[Entries from a point annotation set]
------------------------------------
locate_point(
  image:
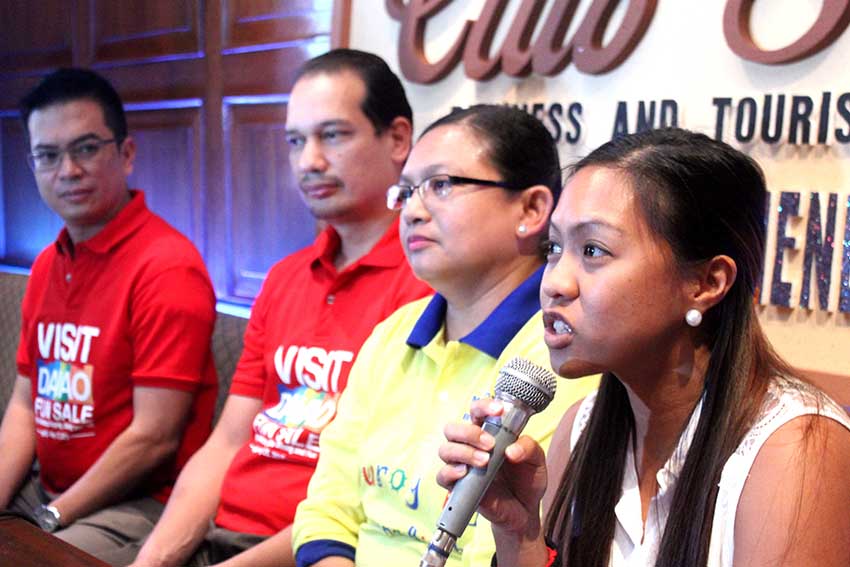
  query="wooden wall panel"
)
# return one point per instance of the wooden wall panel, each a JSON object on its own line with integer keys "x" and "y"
{"x": 132, "y": 30}
{"x": 261, "y": 24}
{"x": 269, "y": 218}
{"x": 168, "y": 165}
{"x": 261, "y": 72}
{"x": 21, "y": 49}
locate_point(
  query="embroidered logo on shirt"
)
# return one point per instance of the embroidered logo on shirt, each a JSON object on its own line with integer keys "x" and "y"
{"x": 313, "y": 367}
{"x": 64, "y": 405}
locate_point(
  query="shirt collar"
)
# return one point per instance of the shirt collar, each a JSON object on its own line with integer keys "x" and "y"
{"x": 386, "y": 253}
{"x": 125, "y": 223}
{"x": 496, "y": 331}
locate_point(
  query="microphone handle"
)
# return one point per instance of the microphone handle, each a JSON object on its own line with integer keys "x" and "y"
{"x": 468, "y": 491}
{"x": 466, "y": 496}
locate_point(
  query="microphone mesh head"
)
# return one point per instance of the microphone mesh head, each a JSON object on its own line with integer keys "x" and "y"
{"x": 533, "y": 385}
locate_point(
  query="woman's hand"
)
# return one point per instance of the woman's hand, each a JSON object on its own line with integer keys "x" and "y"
{"x": 512, "y": 502}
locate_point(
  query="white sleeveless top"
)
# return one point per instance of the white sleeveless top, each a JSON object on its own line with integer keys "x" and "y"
{"x": 785, "y": 400}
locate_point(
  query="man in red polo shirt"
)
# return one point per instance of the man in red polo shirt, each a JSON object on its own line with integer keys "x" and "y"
{"x": 348, "y": 127}
{"x": 116, "y": 383}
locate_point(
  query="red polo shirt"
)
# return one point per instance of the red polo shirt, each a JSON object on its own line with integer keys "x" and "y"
{"x": 306, "y": 327}
{"x": 132, "y": 306}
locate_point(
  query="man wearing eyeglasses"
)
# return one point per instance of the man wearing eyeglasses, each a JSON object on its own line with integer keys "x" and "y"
{"x": 115, "y": 352}
{"x": 348, "y": 127}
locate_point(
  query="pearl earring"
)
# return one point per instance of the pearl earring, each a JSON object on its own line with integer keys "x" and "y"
{"x": 693, "y": 317}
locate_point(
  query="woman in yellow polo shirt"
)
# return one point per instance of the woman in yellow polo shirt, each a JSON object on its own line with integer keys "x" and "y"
{"x": 475, "y": 198}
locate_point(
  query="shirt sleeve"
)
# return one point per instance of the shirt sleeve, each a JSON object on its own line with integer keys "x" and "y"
{"x": 332, "y": 512}
{"x": 171, "y": 322}
{"x": 250, "y": 376}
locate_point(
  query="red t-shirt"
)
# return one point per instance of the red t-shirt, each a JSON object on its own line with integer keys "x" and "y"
{"x": 306, "y": 327}
{"x": 132, "y": 306}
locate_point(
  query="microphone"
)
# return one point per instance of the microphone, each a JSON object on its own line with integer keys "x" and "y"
{"x": 524, "y": 389}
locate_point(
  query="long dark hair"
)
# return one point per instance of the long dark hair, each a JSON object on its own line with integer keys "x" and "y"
{"x": 704, "y": 199}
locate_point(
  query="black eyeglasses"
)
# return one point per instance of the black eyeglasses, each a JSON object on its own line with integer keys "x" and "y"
{"x": 80, "y": 153}
{"x": 440, "y": 185}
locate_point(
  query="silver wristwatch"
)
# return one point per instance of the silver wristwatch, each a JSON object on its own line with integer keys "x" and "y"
{"x": 48, "y": 518}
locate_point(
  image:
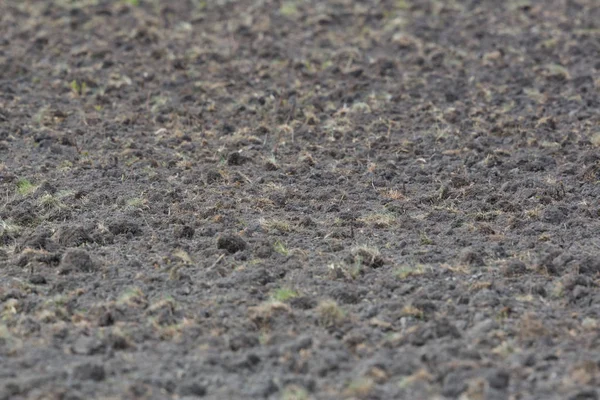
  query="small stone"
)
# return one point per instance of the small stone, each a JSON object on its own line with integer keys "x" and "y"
{"x": 184, "y": 232}
{"x": 499, "y": 379}
{"x": 231, "y": 243}
{"x": 514, "y": 269}
{"x": 78, "y": 260}
{"x": 192, "y": 389}
{"x": 235, "y": 158}
{"x": 213, "y": 176}
{"x": 472, "y": 257}
{"x": 37, "y": 279}
{"x": 89, "y": 372}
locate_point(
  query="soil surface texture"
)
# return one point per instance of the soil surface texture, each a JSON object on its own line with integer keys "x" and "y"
{"x": 300, "y": 199}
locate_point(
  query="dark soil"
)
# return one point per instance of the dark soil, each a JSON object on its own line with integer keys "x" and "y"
{"x": 383, "y": 199}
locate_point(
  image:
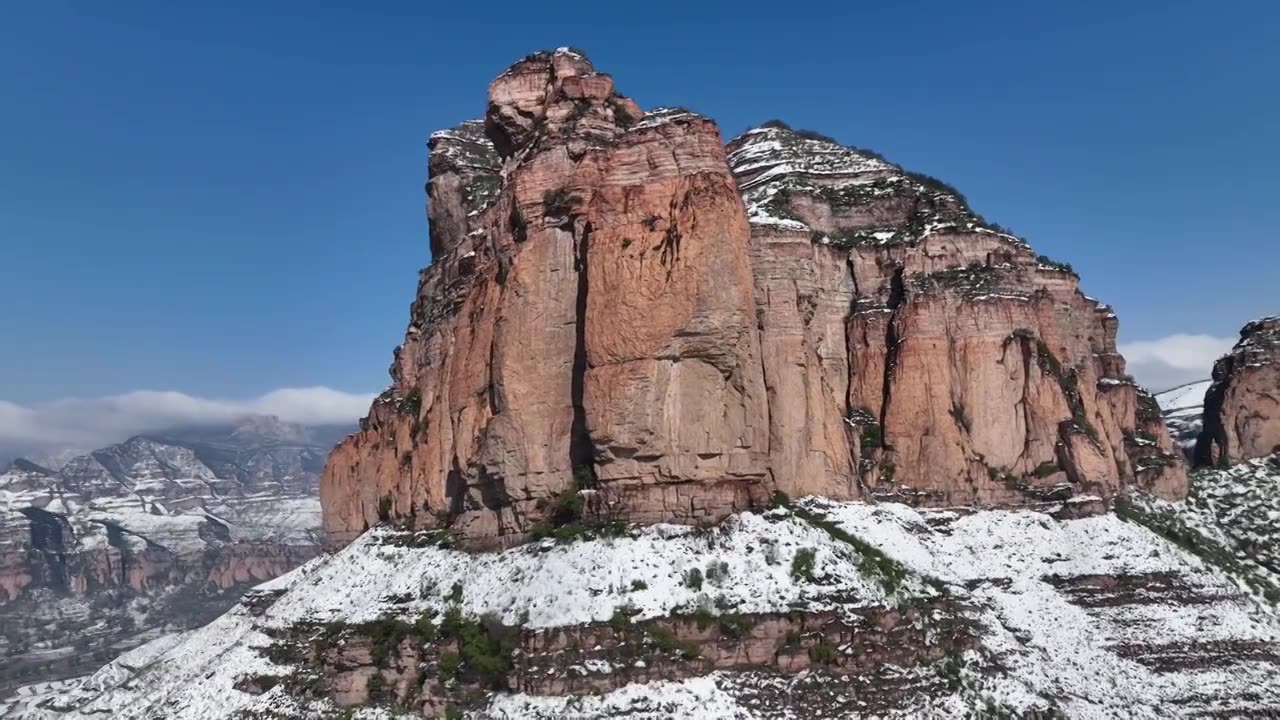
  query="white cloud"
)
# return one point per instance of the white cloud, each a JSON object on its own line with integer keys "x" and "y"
{"x": 1174, "y": 360}
{"x": 94, "y": 422}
------------------------------------
Aim of the exercise:
Every entry above should be duplicated exactly. Do not include the images.

Full output:
locate_point(
  image:
  query="wooden wall panel"
)
# return one point per instance of the wooden wall panel, each a JSON object on its own line with integer keys "x" and "y"
{"x": 132, "y": 30}
{"x": 261, "y": 24}
{"x": 269, "y": 218}
{"x": 168, "y": 165}
{"x": 261, "y": 72}
{"x": 21, "y": 49}
locate_point(
  query="embroidered logo on shirt"
)
# return one point per instance of the embroidered logo on shirt, each a JSON object on its own line with integer keys "x" and "y"
{"x": 313, "y": 367}
{"x": 64, "y": 405}
locate_point(
  query="shirt collar"
)
# return one point per instance of the shirt collar, each a JSON object on its own line with integer keys "x" and "y"
{"x": 386, "y": 253}
{"x": 125, "y": 223}
{"x": 496, "y": 331}
locate_point(
  query="microphone handle"
)
# return one point per instance of the microphone handle, each a JSON object on its own line with integer keys "x" and "y"
{"x": 468, "y": 491}
{"x": 466, "y": 496}
locate_point(
  query="microphone mesh head"
)
# return one point per instance of the microphone mesh head, each a JSON object on its own line with integer keys "x" and "y"
{"x": 533, "y": 385}
locate_point(
  query="woman's hand"
)
# return one point per instance of the woman's hand, each a JSON object on its own line with integer keys "x" and "y"
{"x": 512, "y": 502}
locate_point(
  query="white sleeveless top"
)
# return one point per instance of the white sleeveless top, each a JSON object on its own line with integer keys "x" and "y"
{"x": 785, "y": 400}
locate_point(
  query="man in red polo shirt"
)
# return one point per instance of the man in red polo shirt, each a JSON object on its own line with integer keys "x" and "y"
{"x": 348, "y": 127}
{"x": 116, "y": 383}
locate_point(
  query="red polo shirt"
)
# return one point per instance of the red polo shirt, each a JSON object on its own line with integer keys "x" and "y"
{"x": 306, "y": 327}
{"x": 132, "y": 306}
locate_point(
  query="man wearing eyeglasses"
)
# return one point per instance of the man wearing eyeglasses, each a JSON object on its own line with integer keys "x" and "y"
{"x": 115, "y": 352}
{"x": 348, "y": 127}
locate_point(
  query="pearl earring"
)
# return one point per instance of the pearl earring, each a JSON object on its own line with integer keys "x" and "y"
{"x": 693, "y": 317}
locate_point(
  query="woman in yellow polo shirt"
)
# return one point per instance of the woman in yellow polo shirt, each a JSON object on its own line with integer keys "x" and "y"
{"x": 475, "y": 198}
locate_point(
  query="shirt sleeve"
)
# return one point per instance of the shirt sleeve, each a JSON object on its own line with integer keys "x" and "y"
{"x": 332, "y": 512}
{"x": 171, "y": 322}
{"x": 250, "y": 376}
locate_point(
  query="red t-shirt"
)
# return one point per instance of the red t-shirt, each a JSON object on its own line with integer keys "x" and "y"
{"x": 306, "y": 327}
{"x": 132, "y": 306}
locate_point(
  query="microphone"
)
# return one point per instance of the microphone, each a JSON object on its own line with integer keys "x" and "y"
{"x": 524, "y": 389}
locate_point(
  query="long dark hair"
)
# return one point per instance of the long dark hair, each a JSON object on its own line with integer keys "x" and "y"
{"x": 704, "y": 199}
locate_point(
  query="black eyeglasses"
)
# return one point per instance of the black eyeglasses, each a JSON object on its own line with integer keys "x" and "y"
{"x": 80, "y": 153}
{"x": 440, "y": 185}
locate_point(
  query="silver wristwatch"
)
# return one point per instance of the silver wristwatch, each a JSON object on its own line with integer keys "x" and "y"
{"x": 48, "y": 518}
locate_point(
  image:
  query="small stone"
)
# return one point per instance of the small stone, each a JSON object on its own line with integer keys "x" and "y"
{"x": 184, "y": 232}
{"x": 499, "y": 379}
{"x": 231, "y": 243}
{"x": 514, "y": 269}
{"x": 78, "y": 260}
{"x": 192, "y": 389}
{"x": 235, "y": 158}
{"x": 213, "y": 176}
{"x": 472, "y": 257}
{"x": 37, "y": 279}
{"x": 89, "y": 372}
locate_point(
  query="soil surface texture"
)
# return one point per instance of the soil surface texture, each a JSON object on its own line with integer keys "x" and "y"
{"x": 300, "y": 199}
locate_point(
  query="dark soil"
)
# return one point per instance of the dark soil, each a JSON object on its own line with integer keys "x" and "y"
{"x": 383, "y": 199}
locate_point(
  image:
  query="white cloud"
)
# return one point per instance of the white cloud, each a JSON object on its own line with integer keys "x" and "y"
{"x": 1174, "y": 360}
{"x": 94, "y": 422}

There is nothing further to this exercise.